§ Source extract
════════════════

The Course That Rewrote What Florida Golf Could Be
Bowling Green, Florida · Par 72 · 7,148 yards · Resort (overnight guests only)
The land does not look like Florida. That is the first thing anyone says about Streamsong Red, and it remains true no matter how many times the observation is repeated. The course sits on reclaimed phosphate mining land in Polk County, roughly 80 miles from Tampa, in a stretch of central Florida that most travellers drive past without slowing down. Decades of mining left behind sand ridges, deep depressions, and exposed mineral terrain that resembles Scottish linksland more than anything typically found south of Georgia. Tom Doak recognized the potential immediately.
Doak, whose Renaissance Golf Design firm had already produced Pacific Dunes in Oregon and Cape Kidnappers in New Zealand, arrived at Streamsong with two 18-hole routings to produce alongside the Blue course. The Red was his more aggressive statement. It uses the mining terrain's natural elevation changes to create a sequence of holes that constantly shift perspective, rising to exposed ridgelines where the wind is a genuine factor and dropping into sheltered corridors where the challenge turns to precision around the greens.
The dunes here are not manufactured. They are the remnants of the mining operation, shaped and grassed but fundamentally the product of machinery rather than bulldozers hired by a golf architect. That distinction matters. The landforms have an irregularity and scale that designed features rarely achieve, and Doak was wise enough to route through them rather than reshape them. The result is a course where the terrain feels discovered rather than constructed.
Several holes deserve specific attention. The 7th is a short par 4 with a punchbowl green that gathers approach shots from a wide arc of angles, rewarding creativity off the tee. The 12th plays as a long par 3 across a valley to a green perched on an elevated shelf, with nothing behind it but sky. The 16th, a reachable par 5, presents a genuine risk-reward decision where the second shot must carry a deep waste area to reach the green in two.

════════════════

(Items drawn from a data source)
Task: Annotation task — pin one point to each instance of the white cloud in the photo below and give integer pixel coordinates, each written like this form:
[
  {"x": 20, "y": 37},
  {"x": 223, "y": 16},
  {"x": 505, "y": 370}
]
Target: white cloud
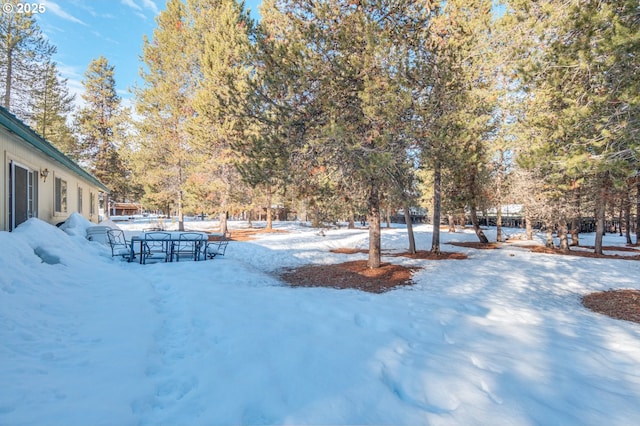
[
  {"x": 57, "y": 10},
  {"x": 146, "y": 4}
]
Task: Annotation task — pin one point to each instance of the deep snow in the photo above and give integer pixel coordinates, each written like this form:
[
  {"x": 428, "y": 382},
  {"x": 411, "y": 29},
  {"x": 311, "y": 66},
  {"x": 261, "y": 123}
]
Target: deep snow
[{"x": 498, "y": 339}]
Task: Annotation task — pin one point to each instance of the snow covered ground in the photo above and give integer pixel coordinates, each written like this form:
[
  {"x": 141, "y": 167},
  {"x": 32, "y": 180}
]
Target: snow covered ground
[{"x": 498, "y": 339}]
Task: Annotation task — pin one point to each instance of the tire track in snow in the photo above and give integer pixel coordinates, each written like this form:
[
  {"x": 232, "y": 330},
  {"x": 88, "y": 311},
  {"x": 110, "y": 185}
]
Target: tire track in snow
[{"x": 174, "y": 347}]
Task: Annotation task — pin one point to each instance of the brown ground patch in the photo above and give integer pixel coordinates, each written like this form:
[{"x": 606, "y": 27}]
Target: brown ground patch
[
  {"x": 420, "y": 254},
  {"x": 580, "y": 253},
  {"x": 354, "y": 275},
  {"x": 249, "y": 234},
  {"x": 427, "y": 255},
  {"x": 619, "y": 304},
  {"x": 477, "y": 245}
]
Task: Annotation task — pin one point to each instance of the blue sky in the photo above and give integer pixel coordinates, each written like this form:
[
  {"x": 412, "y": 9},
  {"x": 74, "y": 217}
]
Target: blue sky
[{"x": 85, "y": 29}]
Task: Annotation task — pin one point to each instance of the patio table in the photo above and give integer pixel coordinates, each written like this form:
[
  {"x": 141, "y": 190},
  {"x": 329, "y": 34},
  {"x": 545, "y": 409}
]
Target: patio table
[{"x": 171, "y": 238}]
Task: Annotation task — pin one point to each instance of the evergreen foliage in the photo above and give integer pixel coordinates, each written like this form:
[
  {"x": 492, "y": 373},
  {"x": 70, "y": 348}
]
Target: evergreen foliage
[
  {"x": 25, "y": 55},
  {"x": 101, "y": 126}
]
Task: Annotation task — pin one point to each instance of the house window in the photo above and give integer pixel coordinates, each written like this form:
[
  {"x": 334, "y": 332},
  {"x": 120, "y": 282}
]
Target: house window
[
  {"x": 80, "y": 200},
  {"x": 60, "y": 196}
]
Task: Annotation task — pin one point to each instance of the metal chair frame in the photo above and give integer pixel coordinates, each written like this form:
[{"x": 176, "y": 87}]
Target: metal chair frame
[
  {"x": 188, "y": 244},
  {"x": 120, "y": 246},
  {"x": 156, "y": 243}
]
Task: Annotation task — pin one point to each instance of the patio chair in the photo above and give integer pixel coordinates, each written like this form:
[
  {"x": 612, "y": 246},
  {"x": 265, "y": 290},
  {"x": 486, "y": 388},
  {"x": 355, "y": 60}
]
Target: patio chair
[
  {"x": 157, "y": 245},
  {"x": 188, "y": 245},
  {"x": 119, "y": 244},
  {"x": 217, "y": 247}
]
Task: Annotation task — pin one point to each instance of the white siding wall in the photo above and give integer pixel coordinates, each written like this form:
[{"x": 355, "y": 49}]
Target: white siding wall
[{"x": 14, "y": 149}]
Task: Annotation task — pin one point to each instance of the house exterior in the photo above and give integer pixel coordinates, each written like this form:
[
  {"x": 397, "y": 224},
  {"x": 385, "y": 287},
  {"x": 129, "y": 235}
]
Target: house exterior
[
  {"x": 37, "y": 180},
  {"x": 125, "y": 209}
]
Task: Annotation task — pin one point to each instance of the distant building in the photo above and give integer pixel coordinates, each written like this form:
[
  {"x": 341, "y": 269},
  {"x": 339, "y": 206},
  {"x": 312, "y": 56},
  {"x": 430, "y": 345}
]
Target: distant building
[
  {"x": 37, "y": 180},
  {"x": 125, "y": 209}
]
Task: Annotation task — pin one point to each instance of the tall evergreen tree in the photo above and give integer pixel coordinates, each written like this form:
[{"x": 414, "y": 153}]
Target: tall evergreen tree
[
  {"x": 579, "y": 73},
  {"x": 165, "y": 155},
  {"x": 352, "y": 58},
  {"x": 101, "y": 125},
  {"x": 220, "y": 98},
  {"x": 24, "y": 52},
  {"x": 49, "y": 109},
  {"x": 453, "y": 105}
]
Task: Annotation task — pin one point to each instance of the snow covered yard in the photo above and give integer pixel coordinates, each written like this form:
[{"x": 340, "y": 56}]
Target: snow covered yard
[{"x": 499, "y": 339}]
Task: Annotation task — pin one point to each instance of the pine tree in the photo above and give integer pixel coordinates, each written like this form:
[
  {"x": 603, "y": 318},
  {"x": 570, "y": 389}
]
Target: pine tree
[
  {"x": 352, "y": 54},
  {"x": 24, "y": 52},
  {"x": 453, "y": 106},
  {"x": 49, "y": 108},
  {"x": 165, "y": 155},
  {"x": 219, "y": 100},
  {"x": 582, "y": 82},
  {"x": 101, "y": 127}
]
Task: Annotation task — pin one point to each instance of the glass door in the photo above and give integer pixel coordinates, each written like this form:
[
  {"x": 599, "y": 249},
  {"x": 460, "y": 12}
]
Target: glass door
[{"x": 22, "y": 194}]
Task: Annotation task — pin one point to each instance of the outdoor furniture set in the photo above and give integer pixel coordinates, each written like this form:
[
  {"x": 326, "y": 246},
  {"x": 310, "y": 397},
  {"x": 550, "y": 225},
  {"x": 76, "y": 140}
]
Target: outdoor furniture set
[{"x": 167, "y": 246}]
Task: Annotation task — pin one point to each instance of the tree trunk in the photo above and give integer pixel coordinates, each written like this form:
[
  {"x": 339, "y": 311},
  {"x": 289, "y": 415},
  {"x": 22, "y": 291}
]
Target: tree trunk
[
  {"x": 627, "y": 217},
  {"x": 528, "y": 226},
  {"x": 600, "y": 214},
  {"x": 549, "y": 237},
  {"x": 269, "y": 212},
  {"x": 223, "y": 222},
  {"x": 452, "y": 223},
  {"x": 7, "y": 82},
  {"x": 499, "y": 196},
  {"x": 476, "y": 226},
  {"x": 437, "y": 181},
  {"x": 412, "y": 240},
  {"x": 638, "y": 212},
  {"x": 352, "y": 218},
  {"x": 575, "y": 231},
  {"x": 562, "y": 235},
  {"x": 373, "y": 207},
  {"x": 499, "y": 224},
  {"x": 180, "y": 212}
]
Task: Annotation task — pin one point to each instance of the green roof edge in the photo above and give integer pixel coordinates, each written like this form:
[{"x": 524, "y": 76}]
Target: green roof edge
[{"x": 16, "y": 126}]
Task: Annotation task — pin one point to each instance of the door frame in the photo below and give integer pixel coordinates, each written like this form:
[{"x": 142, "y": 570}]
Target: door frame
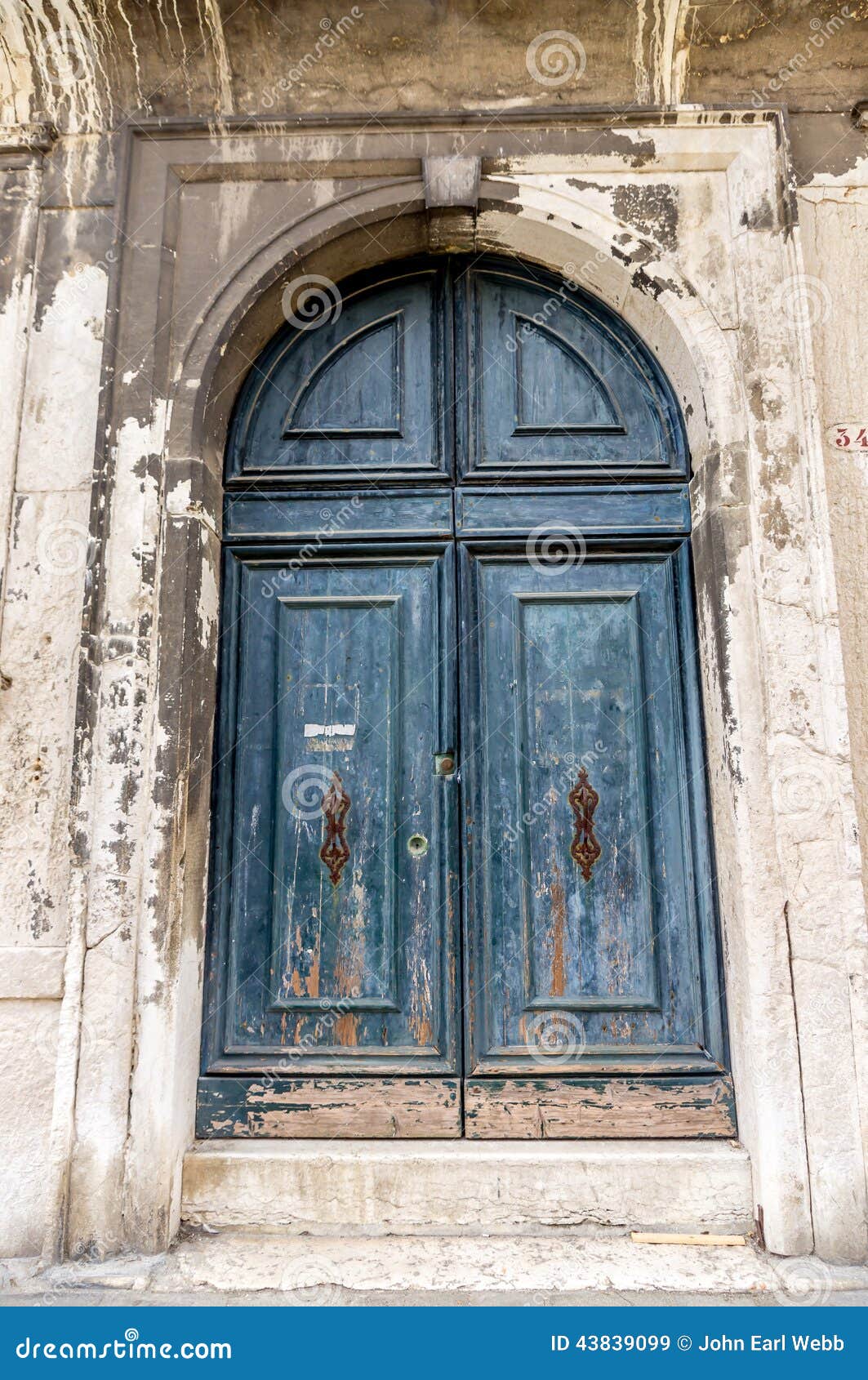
[{"x": 123, "y": 1114}]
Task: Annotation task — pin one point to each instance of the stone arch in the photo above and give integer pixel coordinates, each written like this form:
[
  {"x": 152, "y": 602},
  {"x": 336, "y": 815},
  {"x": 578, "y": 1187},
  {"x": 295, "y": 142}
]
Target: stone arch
[{"x": 365, "y": 229}]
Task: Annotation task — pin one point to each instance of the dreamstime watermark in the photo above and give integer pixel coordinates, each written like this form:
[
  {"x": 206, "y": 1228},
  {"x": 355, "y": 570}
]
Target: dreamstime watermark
[
  {"x": 327, "y": 1013},
  {"x": 555, "y": 1038},
  {"x": 64, "y": 547},
  {"x": 332, "y": 32},
  {"x": 552, "y": 550},
  {"x": 130, "y": 1348},
  {"x": 312, "y": 1277},
  {"x": 312, "y": 548},
  {"x": 802, "y": 300},
  {"x": 562, "y": 784},
  {"x": 304, "y": 790},
  {"x": 802, "y": 1284},
  {"x": 64, "y": 61},
  {"x": 803, "y": 791},
  {"x": 556, "y": 57},
  {"x": 821, "y": 32},
  {"x": 311, "y": 301}
]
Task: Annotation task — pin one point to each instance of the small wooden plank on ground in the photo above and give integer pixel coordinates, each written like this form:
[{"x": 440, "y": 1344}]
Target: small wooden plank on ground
[{"x": 685, "y": 1238}]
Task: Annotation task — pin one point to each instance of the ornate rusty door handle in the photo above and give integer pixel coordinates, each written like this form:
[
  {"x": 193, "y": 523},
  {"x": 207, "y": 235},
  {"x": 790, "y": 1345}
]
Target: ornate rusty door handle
[
  {"x": 585, "y": 848},
  {"x": 334, "y": 852}
]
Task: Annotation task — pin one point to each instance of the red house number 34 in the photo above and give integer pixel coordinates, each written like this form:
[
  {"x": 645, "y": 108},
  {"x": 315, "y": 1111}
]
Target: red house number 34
[{"x": 850, "y": 438}]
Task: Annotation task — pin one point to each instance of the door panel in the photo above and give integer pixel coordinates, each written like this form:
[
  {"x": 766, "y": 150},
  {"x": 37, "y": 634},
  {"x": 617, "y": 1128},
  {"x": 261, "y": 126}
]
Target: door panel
[
  {"x": 585, "y": 933},
  {"x": 337, "y": 939},
  {"x": 555, "y": 388},
  {"x": 358, "y": 394},
  {"x": 585, "y": 995}
]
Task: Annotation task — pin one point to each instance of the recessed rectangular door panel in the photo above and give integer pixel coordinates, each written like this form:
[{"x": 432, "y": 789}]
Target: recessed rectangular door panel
[
  {"x": 590, "y": 947},
  {"x": 336, "y": 852}
]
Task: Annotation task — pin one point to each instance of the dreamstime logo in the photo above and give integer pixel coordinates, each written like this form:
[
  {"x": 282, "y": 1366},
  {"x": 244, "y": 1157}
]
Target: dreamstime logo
[
  {"x": 803, "y": 300},
  {"x": 336, "y": 523},
  {"x": 64, "y": 64},
  {"x": 315, "y": 1278},
  {"x": 555, "y": 1038},
  {"x": 820, "y": 35},
  {"x": 552, "y": 550},
  {"x": 311, "y": 301},
  {"x": 802, "y": 791},
  {"x": 555, "y": 57},
  {"x": 304, "y": 788},
  {"x": 64, "y": 547},
  {"x": 802, "y": 1284}
]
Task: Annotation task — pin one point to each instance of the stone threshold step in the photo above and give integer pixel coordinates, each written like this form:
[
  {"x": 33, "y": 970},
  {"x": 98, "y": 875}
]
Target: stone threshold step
[
  {"x": 468, "y": 1187},
  {"x": 332, "y": 1270}
]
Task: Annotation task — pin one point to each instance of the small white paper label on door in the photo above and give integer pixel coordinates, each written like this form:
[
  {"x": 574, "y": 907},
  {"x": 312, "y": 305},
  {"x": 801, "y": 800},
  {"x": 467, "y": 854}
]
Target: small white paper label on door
[{"x": 330, "y": 737}]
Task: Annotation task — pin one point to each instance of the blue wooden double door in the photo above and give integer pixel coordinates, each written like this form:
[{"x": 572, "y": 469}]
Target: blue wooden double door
[{"x": 461, "y": 867}]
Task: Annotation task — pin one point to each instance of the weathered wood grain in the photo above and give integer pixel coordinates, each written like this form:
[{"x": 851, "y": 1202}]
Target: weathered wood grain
[
  {"x": 367, "y": 1108},
  {"x": 576, "y": 1108}
]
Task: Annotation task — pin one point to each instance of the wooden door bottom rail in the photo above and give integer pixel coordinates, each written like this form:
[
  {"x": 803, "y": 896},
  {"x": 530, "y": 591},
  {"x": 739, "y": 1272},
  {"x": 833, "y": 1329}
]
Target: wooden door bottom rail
[
  {"x": 494, "y": 1108},
  {"x": 592, "y": 1108},
  {"x": 341, "y": 1108}
]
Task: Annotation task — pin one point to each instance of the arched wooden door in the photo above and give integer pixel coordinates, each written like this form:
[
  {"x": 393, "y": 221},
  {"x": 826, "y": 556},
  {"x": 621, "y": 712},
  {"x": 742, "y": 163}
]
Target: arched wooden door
[{"x": 461, "y": 874}]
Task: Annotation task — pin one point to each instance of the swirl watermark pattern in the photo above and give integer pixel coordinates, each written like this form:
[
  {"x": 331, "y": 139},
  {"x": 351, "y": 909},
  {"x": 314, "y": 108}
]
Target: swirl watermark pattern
[
  {"x": 64, "y": 547},
  {"x": 315, "y": 1278},
  {"x": 62, "y": 62},
  {"x": 802, "y": 300},
  {"x": 803, "y": 1284},
  {"x": 304, "y": 788},
  {"x": 802, "y": 791},
  {"x": 555, "y": 1038},
  {"x": 311, "y": 301},
  {"x": 555, "y": 57},
  {"x": 552, "y": 550}
]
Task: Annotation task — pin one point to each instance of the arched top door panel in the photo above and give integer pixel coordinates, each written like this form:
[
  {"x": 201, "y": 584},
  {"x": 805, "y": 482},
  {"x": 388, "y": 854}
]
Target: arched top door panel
[
  {"x": 475, "y": 369},
  {"x": 559, "y": 387},
  {"x": 359, "y": 395}
]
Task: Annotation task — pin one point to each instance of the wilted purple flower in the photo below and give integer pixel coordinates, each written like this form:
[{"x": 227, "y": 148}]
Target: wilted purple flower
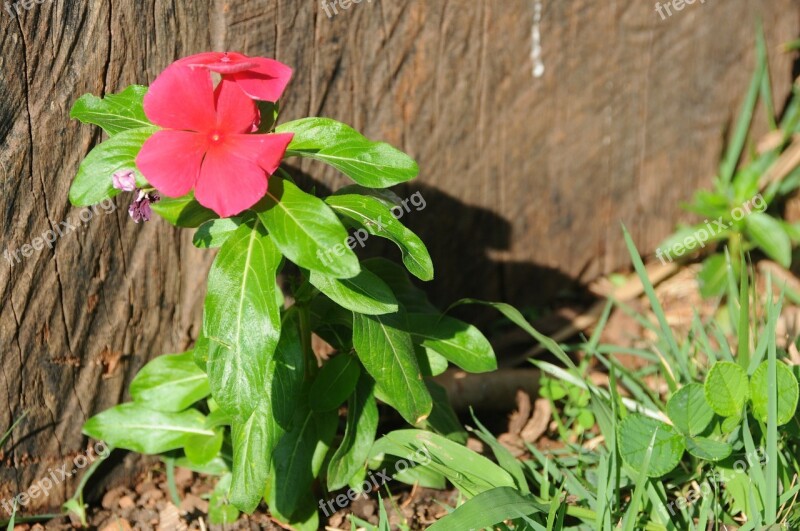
[
  {"x": 124, "y": 180},
  {"x": 140, "y": 208}
]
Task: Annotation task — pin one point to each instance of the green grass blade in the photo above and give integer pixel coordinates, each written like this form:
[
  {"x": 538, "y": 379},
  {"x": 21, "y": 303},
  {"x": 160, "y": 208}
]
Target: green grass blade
[{"x": 737, "y": 142}]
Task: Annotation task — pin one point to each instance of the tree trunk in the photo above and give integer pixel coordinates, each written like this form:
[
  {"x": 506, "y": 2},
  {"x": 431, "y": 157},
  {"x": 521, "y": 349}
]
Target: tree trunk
[{"x": 525, "y": 179}]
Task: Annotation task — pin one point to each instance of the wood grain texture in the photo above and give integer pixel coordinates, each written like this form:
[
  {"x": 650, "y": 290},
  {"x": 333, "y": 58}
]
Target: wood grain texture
[{"x": 526, "y": 179}]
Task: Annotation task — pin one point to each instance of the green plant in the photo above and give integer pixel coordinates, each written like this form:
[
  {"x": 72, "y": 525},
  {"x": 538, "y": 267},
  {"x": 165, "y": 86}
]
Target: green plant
[
  {"x": 250, "y": 402},
  {"x": 743, "y": 210},
  {"x": 719, "y": 448}
]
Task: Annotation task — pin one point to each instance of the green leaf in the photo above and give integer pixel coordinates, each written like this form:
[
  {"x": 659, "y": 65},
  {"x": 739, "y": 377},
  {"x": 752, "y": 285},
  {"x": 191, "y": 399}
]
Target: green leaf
[
  {"x": 241, "y": 319},
  {"x": 689, "y": 411},
  {"x": 708, "y": 449},
  {"x": 377, "y": 218},
  {"x": 787, "y": 392},
  {"x": 459, "y": 342},
  {"x": 386, "y": 351},
  {"x": 115, "y": 113},
  {"x": 170, "y": 383},
  {"x": 299, "y": 457},
  {"x": 215, "y": 467},
  {"x": 410, "y": 297},
  {"x": 489, "y": 508},
  {"x": 220, "y": 511},
  {"x": 134, "y": 427},
  {"x": 443, "y": 420},
  {"x": 183, "y": 211},
  {"x": 469, "y": 471},
  {"x": 430, "y": 362},
  {"x": 334, "y": 383},
  {"x": 254, "y": 439},
  {"x": 214, "y": 233},
  {"x": 306, "y": 230},
  {"x": 362, "y": 422},
  {"x": 635, "y": 433},
  {"x": 371, "y": 164},
  {"x": 364, "y": 293},
  {"x": 726, "y": 388},
  {"x": 94, "y": 183},
  {"x": 768, "y": 234},
  {"x": 201, "y": 449}
]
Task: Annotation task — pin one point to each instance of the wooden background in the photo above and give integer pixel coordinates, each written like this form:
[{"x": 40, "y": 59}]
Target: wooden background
[{"x": 525, "y": 179}]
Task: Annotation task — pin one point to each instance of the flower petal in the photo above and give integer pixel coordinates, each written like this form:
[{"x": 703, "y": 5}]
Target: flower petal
[
  {"x": 220, "y": 62},
  {"x": 182, "y": 98},
  {"x": 266, "y": 82},
  {"x": 265, "y": 150},
  {"x": 236, "y": 113},
  {"x": 171, "y": 160},
  {"x": 229, "y": 184}
]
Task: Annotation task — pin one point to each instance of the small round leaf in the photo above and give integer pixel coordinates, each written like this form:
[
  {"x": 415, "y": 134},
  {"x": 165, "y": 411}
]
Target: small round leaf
[
  {"x": 726, "y": 388},
  {"x": 635, "y": 433}
]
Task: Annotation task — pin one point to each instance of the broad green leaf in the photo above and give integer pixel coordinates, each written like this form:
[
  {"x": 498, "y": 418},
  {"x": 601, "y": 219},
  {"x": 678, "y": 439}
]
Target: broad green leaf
[
  {"x": 94, "y": 183},
  {"x": 431, "y": 363},
  {"x": 459, "y": 342},
  {"x": 115, "y": 113},
  {"x": 170, "y": 383},
  {"x": 241, "y": 319},
  {"x": 201, "y": 449},
  {"x": 220, "y": 511},
  {"x": 215, "y": 232},
  {"x": 255, "y": 439},
  {"x": 377, "y": 219},
  {"x": 364, "y": 293},
  {"x": 443, "y": 420},
  {"x": 469, "y": 471},
  {"x": 183, "y": 211},
  {"x": 372, "y": 164},
  {"x": 334, "y": 383},
  {"x": 708, "y": 449},
  {"x": 726, "y": 388},
  {"x": 787, "y": 392},
  {"x": 635, "y": 433},
  {"x": 306, "y": 230},
  {"x": 215, "y": 467},
  {"x": 488, "y": 509},
  {"x": 387, "y": 353},
  {"x": 767, "y": 232},
  {"x": 362, "y": 422},
  {"x": 689, "y": 411},
  {"x": 298, "y": 458},
  {"x": 134, "y": 427}
]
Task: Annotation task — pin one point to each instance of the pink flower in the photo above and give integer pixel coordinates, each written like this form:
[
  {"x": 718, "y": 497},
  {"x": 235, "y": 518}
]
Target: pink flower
[
  {"x": 260, "y": 78},
  {"x": 140, "y": 208},
  {"x": 204, "y": 145},
  {"x": 124, "y": 180}
]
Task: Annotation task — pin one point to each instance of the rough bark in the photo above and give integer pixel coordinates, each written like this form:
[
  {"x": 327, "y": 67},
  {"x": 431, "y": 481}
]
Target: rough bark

════════════════

§ Actions to take
(a) Translate the sentence "Tom Doak recognized the potential immediately." from the Streamsong Red article into Spanish.
(b) According to the Streamsong Red article, roughly how far is the course from Tampa?
(c) List every hole the Streamsong Red article singles out for specific attention, giving each hole's number and par.
The listing has no connection to the Streamsong Red article.

§ Responses by task
(a) Tom Doak reconoció el potencial de inmediato.

(b) Roughly 80 miles.

(c)
- 7th: par 4
- 12th: par 3
- 16th: par 5